__GIVEN PASSAGE__.
┏━━

Give the game a shot. You will not be disappointed.

World of Goo Trailer 3
par 2dboy

Thursday, October 15, 2009

Log management is done. Now, on to change control. And more pie charts!

First, let me introduce you to the interesting subject of pie charts in the land of security compliance software:

I've had enough of all these software products whose selling point is that they're able to make pie charts. Like in our economic times, someone's job would be to sit in front of a screen all day staring at Pie Charts, making Pie Charts, and reading Reports With Pie Charts (if you're one of these people then sorry - I just can't understand how you can cope with this job). As a systems administrator, I want something that is, in order: 1. easy to use and deploy 2. responsive and 3. fits compliance requirements. If these include pie charts, then let it be, but that shouldn't be the only feature to look for. Seems that when your business consists of charging big bucks for software, looking for a bigger piece of the... er, pie, being no-frills is not a good sales argument.

Now I feel better. Let's move on.

┗━━

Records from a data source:
┏━━

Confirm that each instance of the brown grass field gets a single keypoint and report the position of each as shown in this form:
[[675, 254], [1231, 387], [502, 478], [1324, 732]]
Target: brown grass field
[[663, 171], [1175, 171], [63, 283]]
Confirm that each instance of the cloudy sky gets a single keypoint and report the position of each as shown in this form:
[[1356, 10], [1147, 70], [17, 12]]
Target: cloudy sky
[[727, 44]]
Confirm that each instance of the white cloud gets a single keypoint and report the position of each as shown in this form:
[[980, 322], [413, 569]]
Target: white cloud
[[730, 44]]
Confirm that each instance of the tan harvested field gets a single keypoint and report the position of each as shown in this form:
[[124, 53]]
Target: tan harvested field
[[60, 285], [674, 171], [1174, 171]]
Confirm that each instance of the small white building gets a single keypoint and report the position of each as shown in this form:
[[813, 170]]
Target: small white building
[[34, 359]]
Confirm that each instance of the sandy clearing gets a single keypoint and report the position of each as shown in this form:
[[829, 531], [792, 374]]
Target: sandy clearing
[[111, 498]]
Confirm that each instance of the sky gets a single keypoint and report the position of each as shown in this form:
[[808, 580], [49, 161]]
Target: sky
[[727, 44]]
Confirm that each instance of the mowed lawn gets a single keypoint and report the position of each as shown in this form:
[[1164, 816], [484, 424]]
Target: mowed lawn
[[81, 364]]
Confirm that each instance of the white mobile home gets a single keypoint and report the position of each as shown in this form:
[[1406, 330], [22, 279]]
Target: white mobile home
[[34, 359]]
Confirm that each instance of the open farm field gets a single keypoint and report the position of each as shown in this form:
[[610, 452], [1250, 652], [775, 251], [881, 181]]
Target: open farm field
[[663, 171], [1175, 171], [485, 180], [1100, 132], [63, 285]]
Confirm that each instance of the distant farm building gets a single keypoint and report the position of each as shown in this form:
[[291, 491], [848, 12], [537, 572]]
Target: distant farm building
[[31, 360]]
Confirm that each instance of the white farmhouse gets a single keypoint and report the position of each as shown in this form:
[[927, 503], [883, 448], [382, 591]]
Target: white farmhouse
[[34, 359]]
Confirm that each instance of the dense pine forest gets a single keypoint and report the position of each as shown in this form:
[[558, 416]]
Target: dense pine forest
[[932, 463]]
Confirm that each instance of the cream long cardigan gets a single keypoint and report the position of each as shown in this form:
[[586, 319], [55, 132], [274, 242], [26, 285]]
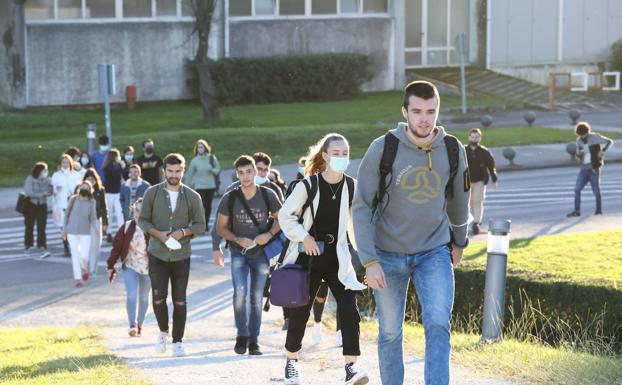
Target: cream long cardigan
[[295, 232]]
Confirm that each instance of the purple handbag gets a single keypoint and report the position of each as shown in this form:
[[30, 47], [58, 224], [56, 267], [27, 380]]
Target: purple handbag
[[289, 286]]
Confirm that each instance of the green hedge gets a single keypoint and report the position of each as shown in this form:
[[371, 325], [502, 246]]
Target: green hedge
[[558, 303], [287, 79]]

┗━━

__AIM__.
From the blog post about pie charts, output the passage from "First, let me" up to and including "good sales argument.", copied word for word.

__WRITTEN RESPONSE__.
First, let me introduce you to the interesting subject of pie charts in the land of security compliance software:

I've had enough of all these software products whose selling point is that they're able to make pie charts. Like in our economic times, someone's job would be to sit in front of a screen all day staring at Pie Charts, making Pie Charts, and reading Reports With Pie Charts (if you're one of these people then sorry - I just can't understand how you can cope with this job). As a systems administrator, I want something that is, in order: 1. easy to use and deploy 2. responsive and 3. fits compliance requirements. If these include pie charts, then let it be, but that shouldn't be the only feature to look for. Seems that when your business consists of charging big bucks for software, looking for a bigger piece of the... er, pie, being no-frills is not a good sales argument.